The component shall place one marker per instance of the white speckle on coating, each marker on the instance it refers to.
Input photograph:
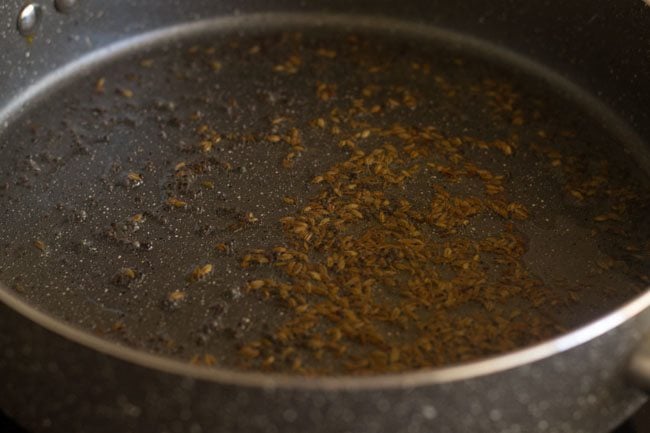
(429, 412)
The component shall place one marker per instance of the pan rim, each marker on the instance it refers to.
(433, 376)
(482, 367)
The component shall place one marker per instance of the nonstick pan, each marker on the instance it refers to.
(418, 217)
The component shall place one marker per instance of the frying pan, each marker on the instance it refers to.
(69, 141)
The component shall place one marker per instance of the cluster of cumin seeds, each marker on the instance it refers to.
(376, 281)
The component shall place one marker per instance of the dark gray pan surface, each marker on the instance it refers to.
(65, 167)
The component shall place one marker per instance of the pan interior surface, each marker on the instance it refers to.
(319, 200)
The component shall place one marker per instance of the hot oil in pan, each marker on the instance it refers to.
(319, 204)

WORK REQUIRED.
Transcribe all of the material above word for word, omitting the picture.

TASK SOLUTION.
The component shall place one marker per instance of the white speckle on coating, each marker on the instance it refers to.
Input photograph:
(429, 412)
The component shall place one marker per instance of the pan rim, each marker on the instance it refers to.
(433, 376)
(482, 367)
The component shall place one marker per instance of the nonstick pan, each marker on the instance it refers to.
(418, 217)
The component shall place one marker per instance of the frying pan, each marker on the instance it refers to.
(69, 141)
The component shall place one marker per instance of the cluster of cumin seeds, each marker on the instance it refers to.
(376, 281)
The component shall place one marker per instance of the dark gray pan surface, each marker on the instance it refers to.
(65, 167)
The component shall place one marker per instance of the pan interior surface, each marker on the instance it refers to.
(319, 200)
The component shall place one marker per instance of the hot oil in pan, each marker on the instance it refers to.
(319, 204)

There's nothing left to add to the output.